▼

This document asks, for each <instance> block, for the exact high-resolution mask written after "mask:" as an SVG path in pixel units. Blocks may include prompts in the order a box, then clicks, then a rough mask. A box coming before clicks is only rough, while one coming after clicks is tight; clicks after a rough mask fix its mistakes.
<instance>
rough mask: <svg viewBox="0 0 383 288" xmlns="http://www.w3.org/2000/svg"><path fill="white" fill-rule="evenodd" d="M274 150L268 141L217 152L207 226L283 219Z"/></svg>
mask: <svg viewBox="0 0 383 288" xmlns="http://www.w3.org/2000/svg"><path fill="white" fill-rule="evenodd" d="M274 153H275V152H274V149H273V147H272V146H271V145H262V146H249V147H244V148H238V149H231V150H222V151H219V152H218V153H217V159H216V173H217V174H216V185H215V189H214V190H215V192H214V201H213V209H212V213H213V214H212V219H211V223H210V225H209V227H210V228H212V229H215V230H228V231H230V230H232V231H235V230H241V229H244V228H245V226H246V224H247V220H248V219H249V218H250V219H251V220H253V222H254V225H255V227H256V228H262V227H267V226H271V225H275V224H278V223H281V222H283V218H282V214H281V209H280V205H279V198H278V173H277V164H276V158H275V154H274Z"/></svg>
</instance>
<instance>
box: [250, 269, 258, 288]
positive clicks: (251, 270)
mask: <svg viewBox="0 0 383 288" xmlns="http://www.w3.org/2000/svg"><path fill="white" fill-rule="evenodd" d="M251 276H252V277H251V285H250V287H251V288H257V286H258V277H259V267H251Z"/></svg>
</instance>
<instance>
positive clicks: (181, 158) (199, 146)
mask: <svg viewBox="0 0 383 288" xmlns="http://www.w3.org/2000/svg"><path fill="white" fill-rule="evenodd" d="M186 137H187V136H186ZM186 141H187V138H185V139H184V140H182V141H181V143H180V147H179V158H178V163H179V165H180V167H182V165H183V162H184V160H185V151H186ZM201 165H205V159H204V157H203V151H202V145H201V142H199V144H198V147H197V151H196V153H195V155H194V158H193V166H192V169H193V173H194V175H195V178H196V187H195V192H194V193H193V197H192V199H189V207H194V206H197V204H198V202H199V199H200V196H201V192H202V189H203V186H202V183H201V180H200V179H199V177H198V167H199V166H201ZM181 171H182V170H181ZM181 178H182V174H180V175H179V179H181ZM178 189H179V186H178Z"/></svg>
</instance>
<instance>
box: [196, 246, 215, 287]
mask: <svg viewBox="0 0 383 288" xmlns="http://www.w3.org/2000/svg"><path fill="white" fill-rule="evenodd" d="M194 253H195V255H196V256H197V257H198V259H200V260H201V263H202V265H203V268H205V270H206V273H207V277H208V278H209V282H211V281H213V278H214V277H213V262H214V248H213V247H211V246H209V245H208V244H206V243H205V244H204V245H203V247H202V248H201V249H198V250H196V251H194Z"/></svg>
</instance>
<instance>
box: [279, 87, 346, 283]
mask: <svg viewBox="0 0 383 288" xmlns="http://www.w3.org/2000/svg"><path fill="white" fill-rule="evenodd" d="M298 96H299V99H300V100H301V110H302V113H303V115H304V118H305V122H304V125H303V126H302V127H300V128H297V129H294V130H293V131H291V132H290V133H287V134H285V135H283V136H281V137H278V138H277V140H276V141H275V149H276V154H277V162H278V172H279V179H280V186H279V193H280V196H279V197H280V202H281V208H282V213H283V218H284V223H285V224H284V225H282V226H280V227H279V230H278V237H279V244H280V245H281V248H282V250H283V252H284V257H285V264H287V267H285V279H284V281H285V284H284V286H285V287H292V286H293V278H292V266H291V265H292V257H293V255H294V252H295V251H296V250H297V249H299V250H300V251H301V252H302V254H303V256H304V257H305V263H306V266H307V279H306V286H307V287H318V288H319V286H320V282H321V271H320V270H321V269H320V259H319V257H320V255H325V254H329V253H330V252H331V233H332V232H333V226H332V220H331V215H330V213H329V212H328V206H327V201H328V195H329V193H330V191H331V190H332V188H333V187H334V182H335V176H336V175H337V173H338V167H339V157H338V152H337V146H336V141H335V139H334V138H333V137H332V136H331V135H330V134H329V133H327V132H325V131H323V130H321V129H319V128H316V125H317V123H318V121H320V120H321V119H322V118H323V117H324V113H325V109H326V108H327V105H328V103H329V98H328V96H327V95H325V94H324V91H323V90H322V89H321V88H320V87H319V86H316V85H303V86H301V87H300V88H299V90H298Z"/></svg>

▲

ACTIVITY: Rewrite all the rows above, replacing every "positive clicks" with "foreground clicks" and leaving everything else unchanged.

FINAL ANSWER:
This document asks, for each <instance> block, for the exact high-resolution mask written after "mask:" as an SVG path in pixel units. Blocks may include prompts in the order a box, then clicks, then a rough mask. A box coming before clicks is only rough, while one coming after clicks is tight; clicks after a rough mask fix its mistakes.
<instance>
rough mask: <svg viewBox="0 0 383 288" xmlns="http://www.w3.org/2000/svg"><path fill="white" fill-rule="evenodd" d="M274 150L268 141L217 152L207 226L283 219Z"/></svg>
mask: <svg viewBox="0 0 383 288" xmlns="http://www.w3.org/2000/svg"><path fill="white" fill-rule="evenodd" d="M274 153H275V152H274V149H273V147H272V146H271V145H262V146H249V147H244V148H238V149H231V150H222V151H219V152H218V153H217V159H216V173H217V174H216V185H215V189H214V190H215V192H214V201H213V209H212V213H213V214H212V219H211V223H210V225H209V227H210V228H212V229H215V230H228V231H230V230H232V231H235V230H241V229H244V228H245V226H246V224H247V220H248V219H249V218H250V219H251V220H253V222H254V225H255V227H256V228H262V227H267V226H271V225H275V224H278V223H281V222H283V218H282V214H281V209H280V205H279V198H278V173H277V164H276V158H275V154H274Z"/></svg>
</instance>
<instance>
box: [250, 269, 258, 288]
foreground clicks: (251, 270)
mask: <svg viewBox="0 0 383 288" xmlns="http://www.w3.org/2000/svg"><path fill="white" fill-rule="evenodd" d="M251 276H252V277H251V285H250V287H251V288H257V286H258V277H259V267H251Z"/></svg>
</instance>
<instance>
foreground clicks: (181, 158) (199, 146)
mask: <svg viewBox="0 0 383 288" xmlns="http://www.w3.org/2000/svg"><path fill="white" fill-rule="evenodd" d="M186 137H187V136H186ZM186 141H187V138H185V139H184V140H182V141H181V143H180V147H179V158H178V163H179V165H180V167H182V165H183V162H184V160H185V151H186ZM201 165H205V159H204V157H203V151H202V145H201V142H199V144H198V147H197V151H196V153H195V155H194V158H193V166H192V169H193V173H194V175H195V178H196V187H195V192H194V193H193V197H192V199H189V207H194V206H197V204H198V202H199V199H200V196H201V192H202V189H203V186H202V183H201V180H200V179H199V177H198V167H199V166H201ZM181 171H182V170H181ZM181 178H182V174H180V175H179V179H181ZM178 189H179V186H178Z"/></svg>
</instance>
<instance>
box: [196, 246, 215, 287]
mask: <svg viewBox="0 0 383 288" xmlns="http://www.w3.org/2000/svg"><path fill="white" fill-rule="evenodd" d="M194 253H195V255H196V256H197V257H198V259H200V260H201V263H202V265H203V268H205V270H206V273H207V277H208V278H209V282H211V281H213V278H214V277H213V262H214V248H213V247H211V246H209V245H208V244H206V243H205V244H204V245H203V247H202V248H201V249H198V250H196V251H194Z"/></svg>
</instance>
<instance>
box: [279, 87, 346, 283]
mask: <svg viewBox="0 0 383 288" xmlns="http://www.w3.org/2000/svg"><path fill="white" fill-rule="evenodd" d="M298 96H299V99H300V100H301V110H302V113H303V115H304V118H305V122H304V125H303V126H302V127H300V128H297V129H294V130H293V131H291V132H290V133H287V134H285V135H283V136H281V137H278V138H277V140H276V141H275V149H276V154H277V162H278V172H279V179H280V186H279V193H280V196H279V197H280V202H281V208H282V213H283V218H284V223H285V224H284V225H282V226H280V227H279V230H278V237H279V244H280V245H281V248H282V250H283V252H284V257H285V264H287V267H285V279H284V281H285V284H284V286H285V287H292V286H293V278H292V266H291V265H292V257H293V255H294V252H295V251H296V250H297V249H299V250H300V251H301V252H302V254H303V256H304V257H305V263H306V266H307V279H306V286H307V287H318V288H319V286H320V282H321V271H320V270H321V269H320V259H319V257H320V255H325V254H329V253H330V252H331V233H332V232H333V226H332V220H331V215H330V213H329V212H328V206H327V201H328V195H329V193H330V191H331V190H332V188H333V187H334V182H335V176H336V175H337V173H338V167H339V157H338V152H337V146H336V141H335V139H334V138H333V137H332V136H331V135H330V134H329V133H327V132H325V131H323V130H321V129H319V128H316V125H317V123H318V121H320V120H321V119H322V118H323V117H324V113H325V109H326V108H327V105H328V103H329V98H328V96H327V95H325V94H324V91H323V90H322V89H321V88H320V87H319V86H316V85H303V86H301V87H300V88H299V90H298Z"/></svg>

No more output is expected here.